> **The tasks**:
A) Could you sum up the product affinity passage below in two sentences?
B) Can you quote the product affinity passage below word for word, starting with "select distinct products" and going on through "to Let Mortgage."?

** start Selected passage **

To keep matters simple, let's try and study the affinity between two products/services. This can also be phrased as having a set size of two. The data that we have has customers with up to eight products/services in their baskets. Hence, we could have up to a set size of eight. Currently, the data we have resembles a wide state, as represented in Figure 7.3. We will transpose this data, find the count of various products/services, and create some macro variables to store information. The macro variables will primarily hold the count of products and services, and the total number of customers, and a couple of others will aid us in executing the macro.

Here is the data transformation and macro variable initiation:

Proc transpose data=wide out=long (rename=(col1=PRODUCTS) drop=_label_); 
By custid; 
Var pr1-pr8; 
run; 
 
proc sql;  
   create table product_customer_count as 
   select products, count(distinct(custid)) as ANALYSIS_UNIT_FREQ 
   from long 
   where products ne "" 
   group by 1 
   ; 
quit; 
 
proc sql noprint; 
   select count(distinct(products)) into: product_count 
from long  
where products ne ""; 
    
select count(distinct(custid)) into: population from long; 
    
select distinct products into :product_1-:product_%trim(&product_count) from product_customer_count where products ne "" ; 
 
select distinct analysis_unit_freq into :analysis_unit_freq_1-:analysis_unit_freq_%trim(&product_count) from product_customer_count where products ne ""order by products; 
quit; 

After the creation of the macro variables, a macro, product_tot, has been written to find the number of instances where products co-occur in the same basket. The loop runs 12 times (the count of products and services the bank has) and produces an equal number of tables. In the following code, the %put statement shows that when i=1, the LHS product is Buy to Let Mortgage.

** end Selected passage **
** start Supplied records **

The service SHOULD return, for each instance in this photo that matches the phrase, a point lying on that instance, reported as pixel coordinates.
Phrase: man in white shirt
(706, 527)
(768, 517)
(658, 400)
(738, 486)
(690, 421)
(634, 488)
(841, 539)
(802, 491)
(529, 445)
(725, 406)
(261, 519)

** end Supplied records **
** start Supplied records **

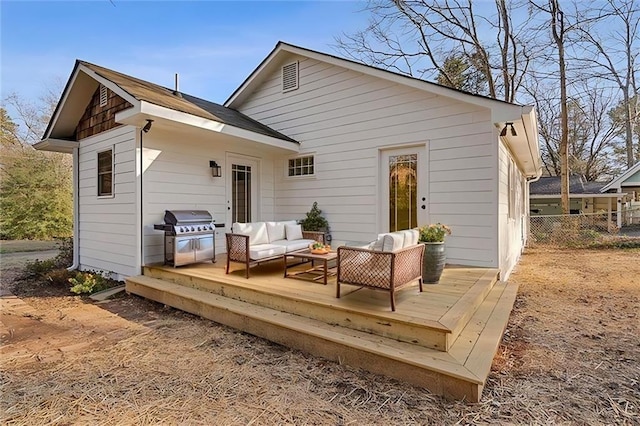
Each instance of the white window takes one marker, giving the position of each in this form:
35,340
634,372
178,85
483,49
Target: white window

** end Supplied records **

> **Worked solutions**:
A) The passage studies the affinity between two products or services, although customers' baskets hold up to eight. It transposes the wide data, counts the products and services, and stores values such as the product count and total number of customers in macro variables, then introduces a macro, product_tot, that loops 12 times to find how often products co-occur in the same basket.

B)
select distinct products into :product_1-:product_%trim(&product_count) from product_customer_count where products ne "" ; 
 
select distinct analysis_unit_freq into :analysis_unit_freq_1-:analysis_unit_freq_%trim(&product_count) from product_customer_count where products ne ""order by products; 
quit; 

After the creation of the macro variables, a macro, product_tot, has been written to find the number of instances where products co-occur in the same basket. The loop runs 12 times (the count of products and services the bank has) and produces an equal number of tables. In the following code, the %put statement shows that when i=1, the LHS product is Buy to Let Mortgage.